Start of GIVEN DATA

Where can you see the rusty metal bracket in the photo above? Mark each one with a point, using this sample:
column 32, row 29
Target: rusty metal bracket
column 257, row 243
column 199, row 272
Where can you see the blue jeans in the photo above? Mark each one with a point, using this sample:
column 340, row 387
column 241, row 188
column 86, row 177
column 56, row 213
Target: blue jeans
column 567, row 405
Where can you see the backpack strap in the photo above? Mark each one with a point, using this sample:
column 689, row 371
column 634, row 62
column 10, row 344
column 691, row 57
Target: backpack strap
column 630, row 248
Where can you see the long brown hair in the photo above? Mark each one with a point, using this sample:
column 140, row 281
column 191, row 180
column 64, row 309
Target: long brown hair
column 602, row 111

End of GIVEN DATA
Start of GIVEN DATA

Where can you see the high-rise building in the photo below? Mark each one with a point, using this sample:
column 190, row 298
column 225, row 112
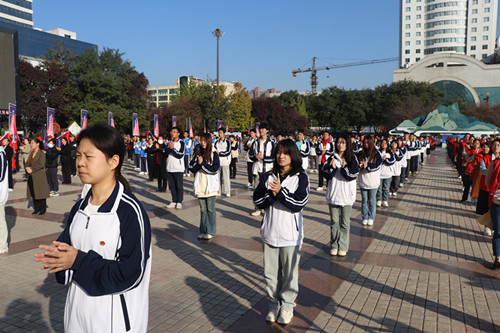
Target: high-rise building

End of GIVEN DATA
Start of GIVEN DATA

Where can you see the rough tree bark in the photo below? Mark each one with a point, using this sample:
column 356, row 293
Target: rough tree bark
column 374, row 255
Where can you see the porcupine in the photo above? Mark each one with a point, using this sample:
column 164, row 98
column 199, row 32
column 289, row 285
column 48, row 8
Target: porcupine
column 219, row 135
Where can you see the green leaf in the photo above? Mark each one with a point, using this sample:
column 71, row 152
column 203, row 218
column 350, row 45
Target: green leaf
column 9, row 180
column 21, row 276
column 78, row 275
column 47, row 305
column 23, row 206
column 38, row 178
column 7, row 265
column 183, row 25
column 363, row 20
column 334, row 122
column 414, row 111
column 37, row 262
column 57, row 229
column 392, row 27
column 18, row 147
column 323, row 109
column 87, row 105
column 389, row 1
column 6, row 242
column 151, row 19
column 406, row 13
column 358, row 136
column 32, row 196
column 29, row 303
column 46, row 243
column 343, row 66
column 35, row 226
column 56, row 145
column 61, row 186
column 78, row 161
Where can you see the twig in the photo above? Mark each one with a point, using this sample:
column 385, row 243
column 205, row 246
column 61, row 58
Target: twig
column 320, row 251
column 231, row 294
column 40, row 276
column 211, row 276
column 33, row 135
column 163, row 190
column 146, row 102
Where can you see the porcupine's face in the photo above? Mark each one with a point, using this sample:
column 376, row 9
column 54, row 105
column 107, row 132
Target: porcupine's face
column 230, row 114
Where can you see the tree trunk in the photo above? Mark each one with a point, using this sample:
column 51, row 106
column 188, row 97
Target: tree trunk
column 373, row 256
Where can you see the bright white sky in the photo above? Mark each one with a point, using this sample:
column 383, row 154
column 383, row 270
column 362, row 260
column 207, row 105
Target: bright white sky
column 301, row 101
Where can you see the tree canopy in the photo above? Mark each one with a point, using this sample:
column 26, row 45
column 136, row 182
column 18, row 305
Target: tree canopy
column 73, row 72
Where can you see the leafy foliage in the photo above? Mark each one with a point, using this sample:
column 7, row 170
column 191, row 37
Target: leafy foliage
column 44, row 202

End of GIVEN DATA

> WHAT TO WORK ON:
Above are records; repeat only the lines starting at the line with "Target: twig" and ending at the line with "column 54, row 105", exactly as they appear, both included.

> ANSWER TO THIS PROBLEM:
Target: twig
column 320, row 251
column 231, row 294
column 40, row 276
column 211, row 276
column 33, row 135
column 163, row 190
column 146, row 102
Where can you see the porcupine's face in the photo above? Mark each one with a point, using this sample:
column 376, row 9
column 54, row 105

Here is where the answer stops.